- _Your goal_
Please write out the line containing "Phrase: concrete wall" and each line after it through the end of the data, exactly, and nothing else.

- _Entries shown_
= Beginning of Section =

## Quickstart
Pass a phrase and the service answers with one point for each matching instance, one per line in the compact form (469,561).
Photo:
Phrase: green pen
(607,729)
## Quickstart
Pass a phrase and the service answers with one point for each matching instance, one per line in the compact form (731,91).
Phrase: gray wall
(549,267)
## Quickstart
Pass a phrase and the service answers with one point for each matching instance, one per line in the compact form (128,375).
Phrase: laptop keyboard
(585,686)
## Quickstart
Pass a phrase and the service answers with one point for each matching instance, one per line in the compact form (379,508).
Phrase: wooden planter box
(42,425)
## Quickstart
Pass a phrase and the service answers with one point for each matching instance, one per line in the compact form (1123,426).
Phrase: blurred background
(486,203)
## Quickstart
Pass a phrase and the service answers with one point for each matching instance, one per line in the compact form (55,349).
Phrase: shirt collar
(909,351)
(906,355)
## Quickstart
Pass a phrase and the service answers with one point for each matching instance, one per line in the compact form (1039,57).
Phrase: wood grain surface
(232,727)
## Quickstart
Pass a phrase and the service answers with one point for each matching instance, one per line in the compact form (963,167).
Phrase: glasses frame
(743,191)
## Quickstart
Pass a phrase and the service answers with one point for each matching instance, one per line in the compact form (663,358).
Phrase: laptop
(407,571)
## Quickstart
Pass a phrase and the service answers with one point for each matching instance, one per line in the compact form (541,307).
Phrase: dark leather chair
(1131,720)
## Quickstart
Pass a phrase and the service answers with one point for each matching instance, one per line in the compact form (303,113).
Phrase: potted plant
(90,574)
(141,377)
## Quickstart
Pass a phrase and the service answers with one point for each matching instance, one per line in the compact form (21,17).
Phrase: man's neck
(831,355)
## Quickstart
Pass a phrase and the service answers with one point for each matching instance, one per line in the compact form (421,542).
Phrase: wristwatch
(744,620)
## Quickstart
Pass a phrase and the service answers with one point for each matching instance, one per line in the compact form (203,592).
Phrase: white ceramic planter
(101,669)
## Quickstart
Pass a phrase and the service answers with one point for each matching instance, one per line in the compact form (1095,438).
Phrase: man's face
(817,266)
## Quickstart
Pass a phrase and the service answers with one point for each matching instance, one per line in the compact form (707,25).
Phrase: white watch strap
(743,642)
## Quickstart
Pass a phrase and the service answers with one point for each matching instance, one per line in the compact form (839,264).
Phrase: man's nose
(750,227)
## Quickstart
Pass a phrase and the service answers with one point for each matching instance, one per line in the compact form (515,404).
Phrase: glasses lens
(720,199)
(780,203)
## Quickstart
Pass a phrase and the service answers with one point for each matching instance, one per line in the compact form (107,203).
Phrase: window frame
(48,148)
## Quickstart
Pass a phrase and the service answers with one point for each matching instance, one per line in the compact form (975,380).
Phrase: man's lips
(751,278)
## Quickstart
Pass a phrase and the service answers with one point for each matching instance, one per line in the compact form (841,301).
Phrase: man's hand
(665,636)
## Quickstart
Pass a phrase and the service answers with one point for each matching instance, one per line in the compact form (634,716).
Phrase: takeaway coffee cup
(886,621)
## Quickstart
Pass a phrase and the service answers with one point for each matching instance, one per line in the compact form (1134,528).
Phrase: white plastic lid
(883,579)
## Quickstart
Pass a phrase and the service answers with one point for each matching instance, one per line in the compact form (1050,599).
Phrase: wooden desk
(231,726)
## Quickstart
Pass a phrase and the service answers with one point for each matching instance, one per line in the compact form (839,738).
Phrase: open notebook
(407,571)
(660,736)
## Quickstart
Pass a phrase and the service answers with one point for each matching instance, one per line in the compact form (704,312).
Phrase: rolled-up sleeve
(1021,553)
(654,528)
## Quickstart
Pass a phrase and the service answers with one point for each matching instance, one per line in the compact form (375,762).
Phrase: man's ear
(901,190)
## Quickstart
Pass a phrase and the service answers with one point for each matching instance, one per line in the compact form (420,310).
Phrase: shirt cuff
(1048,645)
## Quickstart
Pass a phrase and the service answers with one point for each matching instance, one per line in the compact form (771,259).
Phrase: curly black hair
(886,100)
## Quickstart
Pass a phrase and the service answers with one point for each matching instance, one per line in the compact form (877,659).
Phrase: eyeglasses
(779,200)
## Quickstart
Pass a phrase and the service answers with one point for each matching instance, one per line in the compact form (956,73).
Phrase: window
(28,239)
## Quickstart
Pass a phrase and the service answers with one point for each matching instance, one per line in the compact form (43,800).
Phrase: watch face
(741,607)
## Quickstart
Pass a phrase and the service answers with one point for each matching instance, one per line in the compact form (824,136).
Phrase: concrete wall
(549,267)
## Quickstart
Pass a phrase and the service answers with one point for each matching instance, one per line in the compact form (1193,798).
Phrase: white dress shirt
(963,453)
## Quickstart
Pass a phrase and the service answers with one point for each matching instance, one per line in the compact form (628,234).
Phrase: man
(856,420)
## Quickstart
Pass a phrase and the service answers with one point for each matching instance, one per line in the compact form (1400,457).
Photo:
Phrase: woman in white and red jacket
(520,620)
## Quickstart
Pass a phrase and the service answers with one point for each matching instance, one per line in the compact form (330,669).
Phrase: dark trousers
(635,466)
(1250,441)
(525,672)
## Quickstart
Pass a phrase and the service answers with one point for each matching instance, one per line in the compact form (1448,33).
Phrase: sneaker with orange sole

= End of Section =

- _Result of the task_
Phrase: concrete wall
(549,267)
## Quickstart
Pass a phrase and the service answers with one point for each matching instance, one per line in the compact form (1193,798).
Phrase: white dress shirt
(963,453)
## Quickstart
Pass a phrase and the service answers with one point for each matching instance, one per line in the compact form (628,234).
Phrase: man
(856,420)
## Quickstart
Pass a phrase and the service answers with one point for each matching instance, one per line in the compact form (1400,457).
Photo:
Phrase: woman in white and red jacket
(520,620)
## Quickstart
Pass a phrase and the service answers with one point for each matching instance, one per line in the compact form (330,669).
Phrase: dark trousers
(635,466)
(1250,441)
(525,672)
## Quickstart
Pass a phrase and the service answers with one point for each matching instance, one per line in the compact form (1448,33).
Phrase: sneaker with orange sole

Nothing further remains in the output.